We space our microlenses nonuniformly to ensure that the PSFs from all field points are dissimilar. Regularly spaced arrays will produce highly similar PSFs when shifted by one microlens period, causing certain spatial frequencies to be poorly measured. Previous work avoided this ambiguity by introducing a field stop21,22,23 that prevents the PSFs from overlapping, but this significantly restricts the FoV. Our design yields a larger FoV by using nonuniform spacing and computationally disambiguating the overlapping PSFs. In Fig. 5, we compare PSFs and reconstructions from regularly spaced and nonuniform phase mask designs. Looking at Fig. 5c, the PSF of the regular array causes unwanted peaks at low frequencies in its radially averaged inverse power spectral density (IPSD), a metric related to deconvolution performance32 (lower is better). This manifests as artefacts in the simulated reconstruction, which are significantly reduced in reconstructions from both of the nonuniform designs.

Fig. 5: Simulations to motivate our phase mask design, comparing our proposed nonuniform multifocal design with regular unifocal and nonuniform unifocal designs.

Dataset excerpt:
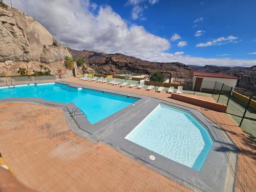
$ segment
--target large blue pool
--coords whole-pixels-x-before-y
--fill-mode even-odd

To do:
Write out everything in the microlens passage from "Fig. 5: Simulations" down to "nonuniform unifocal designs.", word for word. The material has no connection to the microlens passage.

Reply to the exercise:
Fig. 5: Simulations to motivate our phase mask design, comparing our proposed nonuniform multifocal design with regular unifocal and nonuniform unifocal designs.